Work to complete:
Rewrite the lines from the line with "Challenge: the pile" to the line with "[[272, 277, 355, 373]]", changing "white sacks" to "burlap sacks" and leaving everything else as it is.

Material for this task:
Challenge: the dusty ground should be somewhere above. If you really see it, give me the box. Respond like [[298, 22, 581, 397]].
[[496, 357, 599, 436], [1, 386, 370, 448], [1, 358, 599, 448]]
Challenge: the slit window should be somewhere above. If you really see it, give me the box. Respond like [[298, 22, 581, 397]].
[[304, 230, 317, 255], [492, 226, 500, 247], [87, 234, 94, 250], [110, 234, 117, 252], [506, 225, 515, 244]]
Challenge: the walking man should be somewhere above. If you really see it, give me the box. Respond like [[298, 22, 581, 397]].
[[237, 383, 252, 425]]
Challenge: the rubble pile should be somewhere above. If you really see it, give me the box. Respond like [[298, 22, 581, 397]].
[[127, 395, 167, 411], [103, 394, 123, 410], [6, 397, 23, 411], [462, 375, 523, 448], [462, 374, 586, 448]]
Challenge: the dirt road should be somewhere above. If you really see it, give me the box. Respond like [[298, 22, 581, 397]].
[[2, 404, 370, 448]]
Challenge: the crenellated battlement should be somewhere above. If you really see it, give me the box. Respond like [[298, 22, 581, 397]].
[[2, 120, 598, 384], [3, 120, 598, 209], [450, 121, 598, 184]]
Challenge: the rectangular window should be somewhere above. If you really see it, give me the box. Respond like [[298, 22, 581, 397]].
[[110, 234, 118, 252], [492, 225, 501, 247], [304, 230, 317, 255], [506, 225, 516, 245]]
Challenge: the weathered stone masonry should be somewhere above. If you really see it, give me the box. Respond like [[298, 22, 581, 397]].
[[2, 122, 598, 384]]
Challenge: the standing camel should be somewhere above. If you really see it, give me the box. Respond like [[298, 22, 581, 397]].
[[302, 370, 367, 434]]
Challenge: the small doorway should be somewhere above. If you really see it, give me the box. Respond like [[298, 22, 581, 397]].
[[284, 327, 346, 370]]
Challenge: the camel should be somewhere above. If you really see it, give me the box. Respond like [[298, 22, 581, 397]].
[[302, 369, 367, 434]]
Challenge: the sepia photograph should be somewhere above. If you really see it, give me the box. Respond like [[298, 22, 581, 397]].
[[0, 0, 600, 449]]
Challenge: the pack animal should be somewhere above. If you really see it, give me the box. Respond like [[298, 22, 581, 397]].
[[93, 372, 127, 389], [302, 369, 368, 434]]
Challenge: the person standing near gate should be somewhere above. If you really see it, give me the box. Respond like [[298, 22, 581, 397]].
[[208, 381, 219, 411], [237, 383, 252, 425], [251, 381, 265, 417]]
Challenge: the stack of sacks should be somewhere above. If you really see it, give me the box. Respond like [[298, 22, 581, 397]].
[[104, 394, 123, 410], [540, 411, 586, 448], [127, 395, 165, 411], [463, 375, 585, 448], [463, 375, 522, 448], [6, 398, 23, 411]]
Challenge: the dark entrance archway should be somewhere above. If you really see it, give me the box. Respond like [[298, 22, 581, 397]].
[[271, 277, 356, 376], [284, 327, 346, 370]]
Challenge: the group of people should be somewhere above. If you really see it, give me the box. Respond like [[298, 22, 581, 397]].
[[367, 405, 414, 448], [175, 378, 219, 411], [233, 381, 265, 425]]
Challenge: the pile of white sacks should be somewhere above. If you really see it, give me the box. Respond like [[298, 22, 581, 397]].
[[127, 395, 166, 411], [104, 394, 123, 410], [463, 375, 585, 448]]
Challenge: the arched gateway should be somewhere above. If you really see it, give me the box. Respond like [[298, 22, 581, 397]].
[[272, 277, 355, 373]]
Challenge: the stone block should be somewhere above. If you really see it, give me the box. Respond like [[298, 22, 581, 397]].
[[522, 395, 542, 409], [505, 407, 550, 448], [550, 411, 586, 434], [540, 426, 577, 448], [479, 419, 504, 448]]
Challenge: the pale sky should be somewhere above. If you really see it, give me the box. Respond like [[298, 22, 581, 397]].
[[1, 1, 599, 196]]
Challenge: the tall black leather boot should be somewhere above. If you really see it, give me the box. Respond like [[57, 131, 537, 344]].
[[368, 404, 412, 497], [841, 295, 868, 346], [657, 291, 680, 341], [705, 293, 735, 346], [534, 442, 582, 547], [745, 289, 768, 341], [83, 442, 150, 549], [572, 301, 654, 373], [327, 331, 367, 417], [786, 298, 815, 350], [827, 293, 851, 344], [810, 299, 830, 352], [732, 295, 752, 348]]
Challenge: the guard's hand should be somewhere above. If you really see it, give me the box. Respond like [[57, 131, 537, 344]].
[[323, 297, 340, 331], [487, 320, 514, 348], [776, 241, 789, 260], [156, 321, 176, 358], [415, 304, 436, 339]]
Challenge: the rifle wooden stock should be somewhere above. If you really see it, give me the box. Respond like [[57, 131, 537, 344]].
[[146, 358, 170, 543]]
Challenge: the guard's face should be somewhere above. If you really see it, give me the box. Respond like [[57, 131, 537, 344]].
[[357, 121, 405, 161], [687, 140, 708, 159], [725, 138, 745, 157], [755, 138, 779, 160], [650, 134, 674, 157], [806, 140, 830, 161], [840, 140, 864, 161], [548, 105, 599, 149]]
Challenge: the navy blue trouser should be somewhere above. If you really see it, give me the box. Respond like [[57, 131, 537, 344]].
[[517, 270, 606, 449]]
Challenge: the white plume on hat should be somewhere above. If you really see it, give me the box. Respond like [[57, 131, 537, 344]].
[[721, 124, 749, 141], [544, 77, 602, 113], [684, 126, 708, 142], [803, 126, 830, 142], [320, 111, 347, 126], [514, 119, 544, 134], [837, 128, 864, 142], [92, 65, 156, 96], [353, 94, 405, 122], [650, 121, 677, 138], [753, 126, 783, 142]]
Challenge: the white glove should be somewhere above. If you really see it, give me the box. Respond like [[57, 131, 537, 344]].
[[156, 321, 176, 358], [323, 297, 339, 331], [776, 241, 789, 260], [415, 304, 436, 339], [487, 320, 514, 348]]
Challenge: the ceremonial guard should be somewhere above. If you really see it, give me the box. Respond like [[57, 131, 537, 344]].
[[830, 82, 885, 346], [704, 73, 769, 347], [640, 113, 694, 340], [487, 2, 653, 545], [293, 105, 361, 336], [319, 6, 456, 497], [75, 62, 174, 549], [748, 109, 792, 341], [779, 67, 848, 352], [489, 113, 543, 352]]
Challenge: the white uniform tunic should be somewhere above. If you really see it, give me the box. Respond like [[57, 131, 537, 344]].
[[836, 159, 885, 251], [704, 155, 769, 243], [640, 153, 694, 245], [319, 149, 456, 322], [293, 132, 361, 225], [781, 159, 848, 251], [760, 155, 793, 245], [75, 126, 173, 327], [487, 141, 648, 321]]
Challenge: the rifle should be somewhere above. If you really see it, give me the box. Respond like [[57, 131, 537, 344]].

Response:
Challenge: the pile of burlap sacks should be somewhere above. If you really see it, give me the box. Respond like [[298, 22, 581, 397]].
[[127, 395, 166, 411], [104, 394, 123, 410], [463, 375, 585, 448]]
Challenge: the arched gateway should be somewhere above. If you really see it, give me the box. Respond like [[298, 22, 581, 397]].
[[272, 277, 355, 373]]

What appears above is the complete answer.